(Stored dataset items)

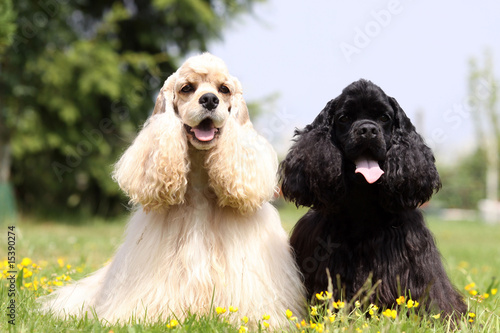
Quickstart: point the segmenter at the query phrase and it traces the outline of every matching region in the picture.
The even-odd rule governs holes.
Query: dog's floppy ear
[[[281,162],[281,190],[297,206],[325,208],[344,193],[342,153],[333,141],[337,104],[339,98],[331,100],[310,125],[295,131],[295,142]]]
[[[205,165],[218,204],[247,214],[276,193],[278,158],[267,140],[254,130],[241,85],[234,80],[237,88],[233,92],[230,116]]]
[[[441,181],[432,151],[396,99],[389,102],[395,112],[391,147],[384,162],[381,185],[384,205],[391,210],[416,208],[439,190]]]
[[[174,111],[176,78],[174,73],[165,81],[153,115],[115,165],[113,178],[130,202],[141,204],[146,211],[184,202],[188,143]]]

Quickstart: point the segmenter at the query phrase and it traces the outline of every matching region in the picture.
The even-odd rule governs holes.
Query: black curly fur
[[[364,123],[376,128],[374,138],[356,134]],[[379,161],[384,174],[376,183],[355,173],[360,155]],[[372,282],[381,283],[369,299],[379,306],[411,295],[427,310],[466,312],[417,209],[441,186],[434,156],[378,86],[352,83],[297,130],[280,177],[285,198],[311,207],[290,240],[310,298],[327,290],[328,269],[336,298],[351,299],[373,274]]]

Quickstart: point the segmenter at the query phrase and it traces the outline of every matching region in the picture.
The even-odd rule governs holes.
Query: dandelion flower
[[[333,302],[333,304],[332,304],[332,305],[333,305],[333,307],[334,307],[335,309],[343,309],[343,308],[344,308],[344,306],[345,306],[345,303],[339,300],[339,301],[337,301],[337,302]]]
[[[475,286],[476,286],[476,284],[474,282],[471,282],[465,286],[465,290],[467,290],[467,291],[472,290],[472,289],[474,289]]]
[[[64,260],[62,258],[57,258],[57,264],[59,267],[63,268],[64,267]]]
[[[174,328],[176,327],[177,325],[179,325],[179,322],[176,320],[176,319],[172,319],[168,324],[167,324],[167,328]]]
[[[23,258],[23,260],[21,260],[21,266],[24,266],[24,267],[28,267],[32,263],[33,263],[33,261],[30,258]]]
[[[311,316],[317,316],[317,315],[318,315],[318,307],[311,306]]]
[[[382,312],[382,314],[387,318],[392,318],[392,319],[396,319],[396,316],[398,315],[396,310],[391,310],[391,309],[385,310],[384,312]]]
[[[217,314],[226,313],[226,308],[222,308],[222,307],[218,306],[215,308],[215,312],[217,312]]]
[[[416,308],[419,306],[419,303],[417,301],[413,301],[413,300],[409,299],[408,303],[406,303],[406,306],[408,307],[408,309]]]

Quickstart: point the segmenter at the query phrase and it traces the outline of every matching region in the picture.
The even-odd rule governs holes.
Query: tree
[[[112,164],[163,81],[255,1],[15,1],[17,30],[0,58],[0,151],[12,154],[3,169],[20,206],[120,211]]]
[[[500,170],[498,84],[493,74],[491,54],[486,53],[485,58],[483,68],[479,68],[475,59],[470,60],[469,104],[477,142],[486,156],[486,199],[497,203]],[[486,218],[490,221],[500,220],[500,216],[495,212],[488,214]]]

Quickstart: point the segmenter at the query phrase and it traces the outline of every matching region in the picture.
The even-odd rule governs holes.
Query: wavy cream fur
[[[255,325],[269,314],[275,327],[288,325],[288,308],[301,315],[301,279],[267,202],[276,188],[276,154],[252,128],[241,86],[221,63],[203,54],[167,80],[154,115],[116,165],[118,183],[142,205],[124,243],[107,266],[43,298],[46,311],[95,311],[99,319],[127,322],[182,319],[232,305],[239,311],[229,320],[246,315]],[[196,90],[217,92],[210,86],[216,80],[231,85],[230,96],[210,112],[220,126],[213,142],[196,142],[184,128],[195,125],[197,112],[199,121],[208,114],[197,106],[196,92],[189,94],[194,102],[179,96],[186,76],[201,79]]]
[[[113,177],[130,202],[148,211],[184,202],[188,143],[172,99],[176,74],[158,94],[155,112],[116,163]],[[160,113],[161,112],[161,113]]]

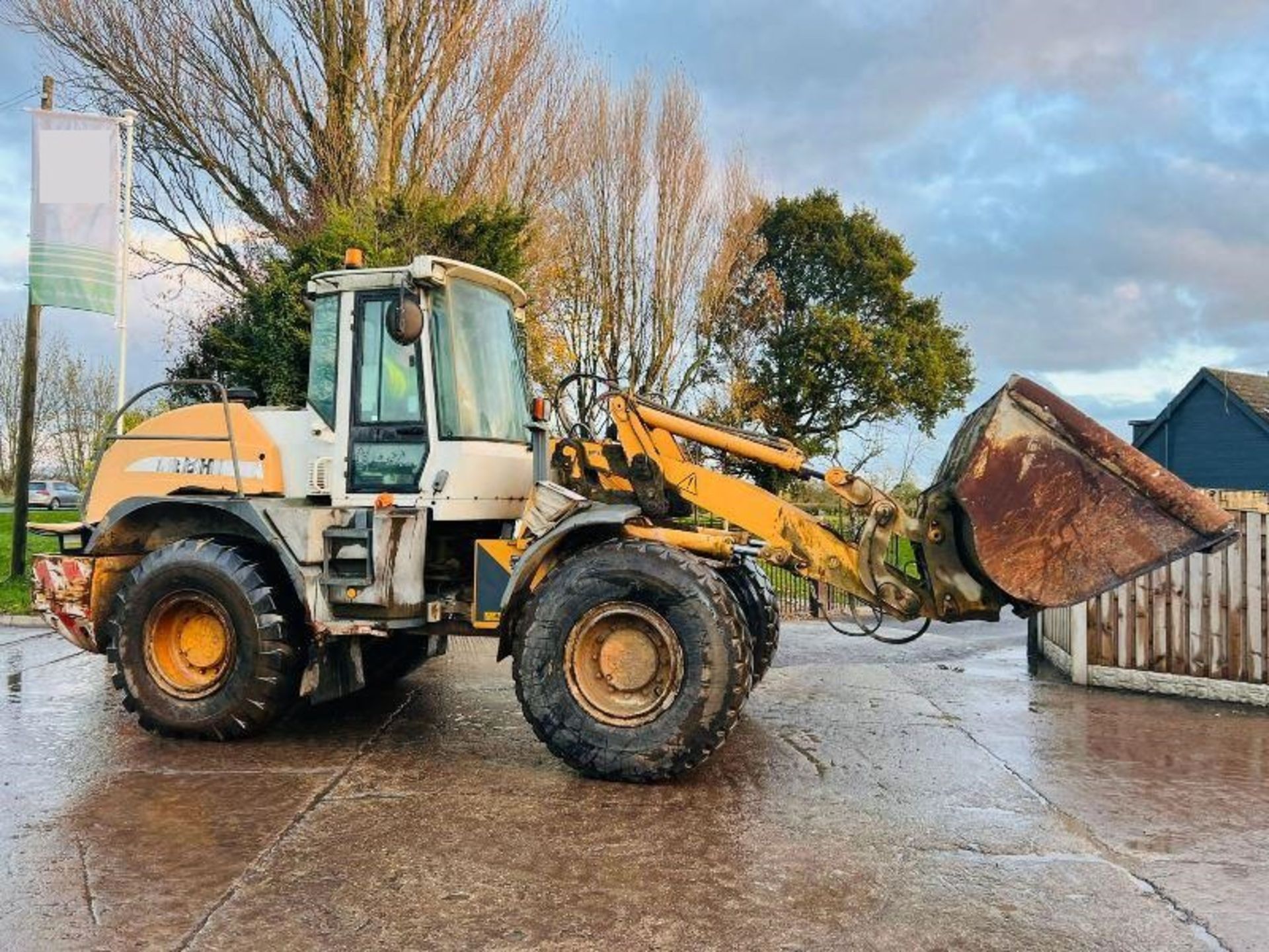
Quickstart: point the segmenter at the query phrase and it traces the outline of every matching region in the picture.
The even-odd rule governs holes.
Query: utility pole
[[[123,409],[123,401],[128,399],[128,246],[132,244],[132,143],[136,140],[137,110],[123,110],[124,151],[123,151],[123,240],[119,249],[119,376],[117,382],[118,393],[115,396],[115,410]],[[115,425],[117,432],[123,434],[123,414]]]
[[[44,76],[39,108],[53,108],[52,76]],[[32,174],[36,174],[34,169]],[[13,559],[9,562],[9,576],[14,579],[27,574],[27,515],[36,439],[36,374],[39,372],[39,312],[43,310],[30,302],[29,288],[27,296],[27,344],[22,354],[22,410],[18,418],[18,462],[13,484]]]

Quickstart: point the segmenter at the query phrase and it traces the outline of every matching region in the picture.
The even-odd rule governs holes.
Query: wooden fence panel
[[[1049,609],[1046,637],[1070,652],[1071,626],[1058,616],[1082,612],[1090,665],[1269,683],[1269,517],[1239,518],[1241,537],[1220,552],[1180,559],[1082,607]]]
[[[1249,513],[1246,529],[1247,542],[1247,679],[1264,680],[1264,515]]]

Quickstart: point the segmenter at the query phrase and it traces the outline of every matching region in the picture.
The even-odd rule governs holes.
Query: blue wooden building
[[[1202,368],[1132,444],[1192,486],[1269,490],[1269,374]]]

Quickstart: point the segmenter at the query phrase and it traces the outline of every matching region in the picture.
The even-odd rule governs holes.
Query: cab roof
[[[462,278],[506,294],[515,307],[524,307],[529,300],[524,288],[510,278],[504,278],[496,272],[478,268],[475,264],[435,255],[419,255],[410,264],[396,268],[350,268],[321,272],[308,281],[308,293],[320,293],[330,289],[332,284],[340,289],[391,287],[402,277],[410,277],[416,283],[430,287],[443,287],[449,278]]]

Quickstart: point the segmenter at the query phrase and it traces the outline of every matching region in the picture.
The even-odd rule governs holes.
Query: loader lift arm
[[[574,467],[574,476],[589,470],[604,489],[633,491],[641,501],[666,493],[679,496],[751,534],[756,553],[775,565],[788,567],[815,581],[832,585],[881,607],[898,618],[995,618],[1001,600],[989,586],[961,572],[964,584],[956,598],[939,602],[925,576],[929,542],[945,543],[952,536],[935,529],[933,539],[921,542],[921,523],[904,506],[864,479],[834,467],[819,471],[807,465],[806,454],[786,440],[749,434],[711,424],[647,399],[614,393],[608,401],[617,444],[626,467],[613,467],[613,444],[594,442],[565,443],[557,458]],[[680,439],[712,447],[730,456],[772,466],[801,479],[819,479],[863,518],[858,543],[844,539],[830,526],[808,515],[797,505],[735,476],[693,462]],[[652,538],[692,548],[712,557],[732,555],[736,537],[714,532],[690,532],[659,523],[656,505],[645,505],[651,518],[643,524],[628,524],[626,534]],[[923,576],[914,579],[886,562],[895,536],[912,542]],[[747,539],[742,539],[747,541]],[[749,551],[755,551],[750,547]],[[954,557],[954,553],[952,553]],[[943,556],[944,561],[947,555]],[[949,611],[950,609],[950,611]]]
[[[786,440],[712,424],[628,392],[608,395],[614,439],[563,439],[555,459],[586,495],[633,495],[623,532],[727,559],[756,553],[887,614],[995,621],[1011,604],[1093,598],[1194,551],[1228,545],[1232,517],[1077,409],[1014,377],[967,418],[914,513],[840,467],[819,471]],[[863,520],[859,542],[746,480],[702,466],[689,440],[801,479],[819,479]],[[684,531],[693,504],[744,533]],[[756,548],[750,546],[750,538]],[[886,561],[906,538],[919,576]],[[736,552],[736,550],[740,552]]]

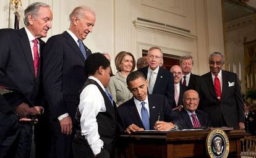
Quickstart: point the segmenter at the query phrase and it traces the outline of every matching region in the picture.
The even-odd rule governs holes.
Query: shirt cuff
[[[59,121],[61,121],[62,119],[64,118],[65,117],[66,117],[68,115],[69,115],[68,113],[65,113],[63,115],[61,115],[59,116],[58,119],[59,120]]]
[[[103,148],[103,141],[99,139],[90,146],[95,156],[100,152],[101,148]]]

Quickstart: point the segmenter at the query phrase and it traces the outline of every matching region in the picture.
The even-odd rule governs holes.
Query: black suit
[[[245,118],[244,129],[248,133],[255,136],[256,134],[256,114],[252,111],[248,112],[247,118]]]
[[[148,77],[148,66],[139,70],[144,74],[146,78]],[[173,107],[174,101],[174,87],[173,85],[174,85],[174,81],[173,73],[160,67],[152,94],[164,95],[171,107]]]
[[[228,126],[237,128],[244,122],[244,110],[240,82],[236,73],[222,70],[221,101],[217,99],[211,73],[198,79],[196,90],[199,94],[198,107],[210,115],[213,127]]]
[[[92,52],[84,47],[88,56]],[[45,98],[49,105],[53,135],[56,138],[53,139],[53,143],[56,150],[51,152],[54,154],[51,156],[69,157],[72,155],[70,149],[74,135],[66,136],[61,133],[58,118],[68,113],[72,118],[73,127],[77,124],[75,118],[76,101],[86,79],[85,60],[77,43],[67,31],[48,40],[42,59]]]
[[[117,123],[121,133],[132,123],[145,129],[134,99],[132,98],[117,107]],[[158,114],[160,114],[160,120],[171,122],[181,128],[183,127],[181,118],[172,110],[164,96],[149,94],[148,99],[151,130],[153,129],[155,123],[158,120]]]
[[[41,54],[45,43],[39,40],[39,44]],[[41,59],[36,78],[32,52],[25,28],[0,30],[0,83],[1,86],[16,91],[6,93],[0,99],[0,157],[12,157],[15,154],[29,157],[31,127],[19,122],[19,117],[14,111],[22,102],[30,107],[41,105],[40,62]],[[17,148],[18,144],[20,148]],[[14,148],[10,151],[12,145]]]
[[[179,101],[177,106],[179,105],[184,105],[183,102],[183,94],[184,94],[185,91],[187,90],[187,86],[183,86],[182,84],[179,84]],[[176,102],[174,101],[173,105],[173,109],[174,109],[176,107]]]
[[[190,116],[184,108],[182,108],[181,111],[176,111],[176,112],[179,114],[179,116],[183,119],[183,121],[184,122],[184,128],[193,128],[193,123],[191,122]],[[209,115],[206,112],[197,109],[195,111],[195,113],[197,115],[201,127],[211,127],[211,120],[210,119]]]

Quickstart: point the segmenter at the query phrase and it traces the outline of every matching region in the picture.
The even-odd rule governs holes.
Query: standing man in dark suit
[[[88,7],[79,6],[69,20],[69,30],[48,40],[43,56],[43,83],[53,127],[50,157],[72,157],[76,101],[86,79],[84,62],[91,54],[82,41],[92,31],[95,15]]]
[[[148,80],[148,93],[164,95],[169,104],[173,106],[174,101],[173,75],[160,66],[163,58],[163,52],[160,48],[150,48],[147,55],[148,66],[139,70]]]
[[[244,102],[244,115],[245,115],[245,130],[252,135],[256,134],[256,114],[249,110],[249,104]]]
[[[11,89],[0,99],[0,157],[30,157],[31,125],[19,120],[43,112],[40,38],[46,36],[52,19],[49,5],[35,2],[25,10],[24,28],[0,30],[0,86]]]
[[[211,126],[211,120],[207,112],[197,109],[199,102],[198,94],[190,89],[184,94],[184,108],[179,112],[185,125],[184,128],[197,128]]]
[[[148,83],[142,72],[130,73],[126,82],[134,97],[117,107],[121,133],[153,129],[169,130],[183,127],[181,118],[172,110],[164,96],[148,95]]]
[[[187,86],[180,83],[182,72],[179,65],[173,65],[170,72],[173,74],[174,78],[174,102],[173,110],[181,110],[183,108],[183,94],[187,90]]]
[[[182,70],[181,83],[187,86],[187,89],[195,89],[195,85],[198,75],[191,73],[194,65],[193,57],[190,55],[182,56],[179,59],[179,65]]]
[[[236,73],[221,70],[223,55],[213,52],[209,57],[210,72],[198,78],[196,90],[199,108],[210,115],[213,127],[244,129],[244,109],[240,82]]]

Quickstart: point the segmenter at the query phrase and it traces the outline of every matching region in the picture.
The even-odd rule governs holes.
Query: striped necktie
[[[80,50],[81,50],[81,52],[82,52],[82,54],[83,54],[83,57],[85,58],[85,59],[86,59],[87,58],[87,56],[86,55],[85,49],[85,48],[83,47],[83,41],[80,39],[79,39],[77,41],[79,44],[79,49]]]
[[[148,110],[147,110],[146,107],[145,107],[145,102],[142,102],[140,104],[142,104],[142,120],[143,125],[144,125],[145,130],[149,130],[150,128],[150,123],[149,123],[149,115]]]
[[[196,117],[197,115],[195,114],[192,114],[191,117],[192,117],[192,122],[193,122],[193,128],[198,128],[201,127],[201,125],[197,118]]]

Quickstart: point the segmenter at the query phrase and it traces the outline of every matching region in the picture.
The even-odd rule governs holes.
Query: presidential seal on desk
[[[211,158],[228,157],[229,141],[226,133],[216,128],[208,134],[206,140],[207,152]]]

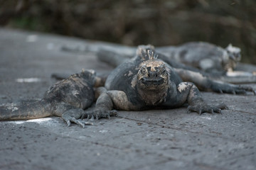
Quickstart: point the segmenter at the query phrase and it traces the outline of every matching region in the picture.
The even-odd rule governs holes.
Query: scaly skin
[[[100,81],[92,70],[71,75],[50,87],[38,101],[1,105],[0,120],[26,120],[55,115],[62,117],[68,126],[71,123],[82,127],[92,125],[80,118],[85,114],[84,109],[92,104],[95,100],[93,86]],[[100,115],[100,118],[109,116]]]
[[[198,114],[221,113],[221,109],[227,108],[225,104],[206,103],[194,84],[183,82],[180,72],[164,60],[157,59],[152,46],[139,46],[135,57],[117,67],[108,76],[105,88],[98,90],[100,96],[95,108],[90,113],[116,112],[113,109],[173,108],[186,103],[188,103],[188,110]],[[193,78],[193,74],[188,74],[188,77]],[[198,79],[209,81],[203,75]],[[207,89],[208,85],[201,86]]]

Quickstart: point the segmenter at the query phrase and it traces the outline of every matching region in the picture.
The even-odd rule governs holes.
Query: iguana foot
[[[228,109],[228,108],[224,103],[212,106],[205,103],[198,103],[188,107],[188,111],[197,112],[199,115],[201,115],[203,113],[213,113],[214,112],[222,114],[222,109]]]
[[[87,119],[94,120],[95,118],[98,120],[100,118],[110,118],[110,116],[117,116],[117,111],[116,110],[106,110],[103,109],[96,109],[92,111],[85,112],[82,115],[82,119],[87,116]]]
[[[252,92],[256,95],[256,91],[251,86],[241,85],[229,84],[227,86],[225,84],[213,84],[212,89],[213,91],[220,94],[246,94],[247,92]]]
[[[67,123],[68,127],[70,126],[71,123],[78,124],[82,128],[85,128],[85,125],[92,125],[92,123],[84,121],[81,119],[79,119],[81,117],[81,115],[83,113],[83,110],[78,110],[80,109],[73,109],[70,110],[62,115],[63,119]]]

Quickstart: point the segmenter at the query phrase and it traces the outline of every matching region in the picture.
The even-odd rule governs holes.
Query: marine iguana
[[[80,118],[84,115],[84,109],[94,102],[93,86],[101,86],[102,81],[94,70],[82,70],[50,86],[40,101],[1,105],[0,120],[26,120],[54,115],[61,117],[68,126],[71,123],[82,127],[92,125]],[[110,113],[113,115],[114,112]],[[102,113],[95,116],[110,118],[110,114]]]
[[[190,42],[178,46],[157,48],[176,62],[212,74],[232,72],[241,60],[241,50],[229,44],[226,48],[206,42]]]
[[[100,42],[63,45],[61,50],[72,52],[97,52],[101,61],[114,67],[132,58],[136,53],[135,47]],[[211,79],[228,83],[256,82],[255,70],[248,72],[247,64],[239,63],[241,50],[230,44],[223,48],[206,42],[191,42],[177,46],[156,47],[156,52],[169,57],[171,67],[175,68],[201,72]],[[236,67],[238,64],[238,68]]]
[[[115,55],[111,64],[116,67],[122,62],[120,56],[132,58],[136,53],[135,47],[118,45],[111,43],[93,43],[92,45],[62,46],[61,50],[69,52],[91,51],[109,52]],[[224,73],[233,71],[241,59],[241,50],[231,44],[226,48],[206,42],[190,42],[180,45],[156,47],[156,51],[169,57],[173,61],[183,63],[186,66],[198,68],[209,73]]]
[[[221,109],[227,108],[225,104],[206,103],[196,85],[183,80],[193,81],[206,91],[255,93],[250,87],[219,83],[198,72],[174,68],[166,62],[169,60],[161,55],[158,58],[153,46],[139,46],[137,55],[119,65],[107,78],[105,87],[97,89],[100,96],[95,108],[86,112],[87,115],[110,113],[112,109],[172,108],[186,103],[188,103],[188,110],[199,114],[220,113]]]

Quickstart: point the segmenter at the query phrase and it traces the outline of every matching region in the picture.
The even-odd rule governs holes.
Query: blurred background
[[[133,46],[232,43],[256,64],[255,0],[0,0],[0,25]]]

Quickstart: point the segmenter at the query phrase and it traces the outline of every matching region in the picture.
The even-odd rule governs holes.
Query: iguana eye
[[[141,69],[141,73],[143,74],[146,74],[146,69],[145,67],[143,67]]]

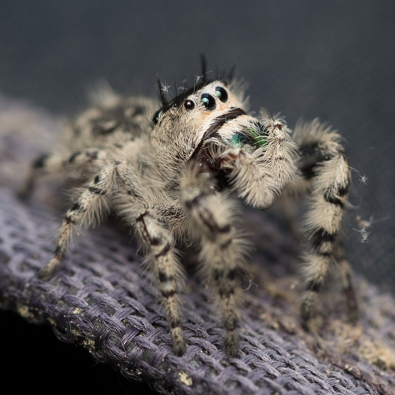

## WRITTEN PROBLEM
Show every line from the rows above that contains the word "iguana", matching case exactly.

## TASK ANSWER
Query: iguana foot
Query: marine iguana
Query: iguana eye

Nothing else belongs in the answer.